- [What to do]: Give the data a second time, exactly and in full.

========================

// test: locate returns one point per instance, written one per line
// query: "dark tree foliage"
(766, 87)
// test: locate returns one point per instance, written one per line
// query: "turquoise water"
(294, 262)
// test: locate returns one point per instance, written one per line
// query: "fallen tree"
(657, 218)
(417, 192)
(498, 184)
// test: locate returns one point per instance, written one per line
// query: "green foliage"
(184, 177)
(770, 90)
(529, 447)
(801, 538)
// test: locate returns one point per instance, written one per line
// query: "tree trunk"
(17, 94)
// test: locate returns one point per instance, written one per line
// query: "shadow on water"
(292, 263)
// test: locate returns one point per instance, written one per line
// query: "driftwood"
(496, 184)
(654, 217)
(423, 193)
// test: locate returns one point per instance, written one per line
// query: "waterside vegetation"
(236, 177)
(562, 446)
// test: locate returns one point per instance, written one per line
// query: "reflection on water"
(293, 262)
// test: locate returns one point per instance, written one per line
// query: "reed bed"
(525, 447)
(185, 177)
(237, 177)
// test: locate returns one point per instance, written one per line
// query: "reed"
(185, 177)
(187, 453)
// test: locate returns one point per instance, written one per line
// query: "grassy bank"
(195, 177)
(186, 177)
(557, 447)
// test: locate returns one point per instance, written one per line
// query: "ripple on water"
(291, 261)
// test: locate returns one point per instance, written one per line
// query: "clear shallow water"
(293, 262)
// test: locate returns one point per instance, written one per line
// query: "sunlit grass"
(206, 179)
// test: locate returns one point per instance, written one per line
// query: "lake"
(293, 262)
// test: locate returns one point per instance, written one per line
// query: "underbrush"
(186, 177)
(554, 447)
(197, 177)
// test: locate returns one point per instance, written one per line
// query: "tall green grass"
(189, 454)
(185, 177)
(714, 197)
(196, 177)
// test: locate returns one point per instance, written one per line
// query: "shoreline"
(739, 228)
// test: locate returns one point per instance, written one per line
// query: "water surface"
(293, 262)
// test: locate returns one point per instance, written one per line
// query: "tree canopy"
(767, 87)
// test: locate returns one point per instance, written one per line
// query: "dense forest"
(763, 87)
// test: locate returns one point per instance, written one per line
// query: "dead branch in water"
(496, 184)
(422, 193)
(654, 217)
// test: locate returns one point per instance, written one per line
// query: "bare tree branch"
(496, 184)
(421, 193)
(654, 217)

========================

- [Written response]:
// test: locate returns one point per instance, written one per line
// query: "dark tree foliage"
(766, 87)
// test: locate returns one point per instance, written one per line
// query: "turquoise water"
(294, 262)
// test: locate returns one point per instance, written one per line
// query: "fallen tree"
(657, 218)
(417, 192)
(498, 184)
// test: locate returns one point per instance, written one per line
// query: "green foliage"
(184, 177)
(770, 90)
(529, 447)
(801, 538)
// test: locate returns one point per instance, written one per line
// query: "tree trunk"
(17, 94)
// test: locate returns one point per instance, written one per line
// query: "shadow on water"
(292, 263)
// test: locate returns one point per instance, written one per line
// query: "driftwood"
(496, 184)
(654, 217)
(423, 193)
// test: locate returns one point per instance, written one per line
// query: "waterside vegetation"
(236, 177)
(562, 446)
// test: locate returns one point per instance, written one per line
// query: "reflection on water"
(293, 262)
// test: locate returns one point per instance, written one per line
// query: "reed bed"
(525, 447)
(185, 177)
(237, 177)
// test: locate returns one point per instance, written one per line
// query: "reed"
(185, 177)
(187, 453)
// test: locate returns one point per instance, written one per line
// query: "grassy bank"
(195, 177)
(186, 177)
(557, 447)
// test: locate returns one point per instance, written one per line
// query: "ripple on water"
(291, 261)
// test: locate returns one point per instance, written one per line
// query: "clear shallow water"
(293, 262)
// test: locate returns one point per instance, written one per line
// query: "sunlit grass"
(206, 179)
// test: locate returns one point per instance, written one per line
// query: "lake"
(293, 262)
// test: locate returns one point per instance, written one per line
// query: "underbrush"
(186, 177)
(554, 447)
(197, 177)
// test: locate returns one point per instance, written one per line
// query: "tall green grass"
(189, 454)
(185, 177)
(714, 197)
(196, 177)
// test: locate returns one point per instance, written one per line
// query: "shoreline"
(739, 228)
// test: locate returns one point per instance, written one per line
// query: "water surface"
(293, 262)
// test: locate returns one point per instance, written one per line
// query: "tree canopy"
(767, 87)
// test: locate returns one point per instance, written one per line
// query: "dense forest"
(763, 87)
// test: locate returns one point per instance, written one per line
// query: "dead branch in water"
(496, 184)
(422, 193)
(654, 217)
// test: locate returns one point per instance, written one per line
// query: "bare tree branch"
(496, 184)
(421, 193)
(654, 217)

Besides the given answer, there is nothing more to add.